*** EXERCISE INPUT

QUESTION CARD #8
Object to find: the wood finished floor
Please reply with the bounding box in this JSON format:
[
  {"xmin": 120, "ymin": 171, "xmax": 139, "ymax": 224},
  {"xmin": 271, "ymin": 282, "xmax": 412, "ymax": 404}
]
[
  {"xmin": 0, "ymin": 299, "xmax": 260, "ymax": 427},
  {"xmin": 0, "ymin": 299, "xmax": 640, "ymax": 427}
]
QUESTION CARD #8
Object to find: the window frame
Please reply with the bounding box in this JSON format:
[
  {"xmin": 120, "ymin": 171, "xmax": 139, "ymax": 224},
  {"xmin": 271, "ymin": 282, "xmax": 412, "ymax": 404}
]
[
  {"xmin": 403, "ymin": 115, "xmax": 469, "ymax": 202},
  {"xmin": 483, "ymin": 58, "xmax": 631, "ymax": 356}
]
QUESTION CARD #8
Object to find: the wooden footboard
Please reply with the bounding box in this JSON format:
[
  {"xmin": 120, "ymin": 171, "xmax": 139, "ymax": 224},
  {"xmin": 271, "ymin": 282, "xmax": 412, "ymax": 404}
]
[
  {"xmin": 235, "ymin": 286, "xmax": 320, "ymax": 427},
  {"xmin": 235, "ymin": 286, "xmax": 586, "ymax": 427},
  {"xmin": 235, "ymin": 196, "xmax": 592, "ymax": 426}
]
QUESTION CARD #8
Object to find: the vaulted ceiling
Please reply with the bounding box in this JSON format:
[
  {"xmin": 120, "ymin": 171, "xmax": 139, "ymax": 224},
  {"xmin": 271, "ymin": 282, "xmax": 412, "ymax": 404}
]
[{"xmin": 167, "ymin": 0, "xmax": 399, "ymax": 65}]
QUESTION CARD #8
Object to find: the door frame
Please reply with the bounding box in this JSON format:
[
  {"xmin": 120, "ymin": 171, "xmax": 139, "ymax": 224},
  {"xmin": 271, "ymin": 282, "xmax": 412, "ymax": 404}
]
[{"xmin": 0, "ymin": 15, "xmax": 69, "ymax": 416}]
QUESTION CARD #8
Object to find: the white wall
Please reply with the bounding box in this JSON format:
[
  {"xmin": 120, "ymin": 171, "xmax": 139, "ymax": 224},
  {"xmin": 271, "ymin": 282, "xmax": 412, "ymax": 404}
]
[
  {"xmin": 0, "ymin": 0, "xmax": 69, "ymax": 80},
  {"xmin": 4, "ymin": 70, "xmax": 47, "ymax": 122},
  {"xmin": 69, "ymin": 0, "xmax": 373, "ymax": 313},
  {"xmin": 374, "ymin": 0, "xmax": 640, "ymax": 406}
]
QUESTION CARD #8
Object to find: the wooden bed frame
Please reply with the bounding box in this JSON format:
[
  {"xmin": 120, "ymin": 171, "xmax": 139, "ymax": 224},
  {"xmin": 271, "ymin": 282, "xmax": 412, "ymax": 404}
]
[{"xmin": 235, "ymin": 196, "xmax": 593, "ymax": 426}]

******

Pick out each of the lines above that contains the word "Object", and copy those lines in their original order.

Object to find: the wood finished floor
Object to find: the window frame
Object to find: the wooden footboard
Object to find: the vaulted ceiling
Object to find: the door frame
Object to find: the white wall
Object to find: the wooden bed frame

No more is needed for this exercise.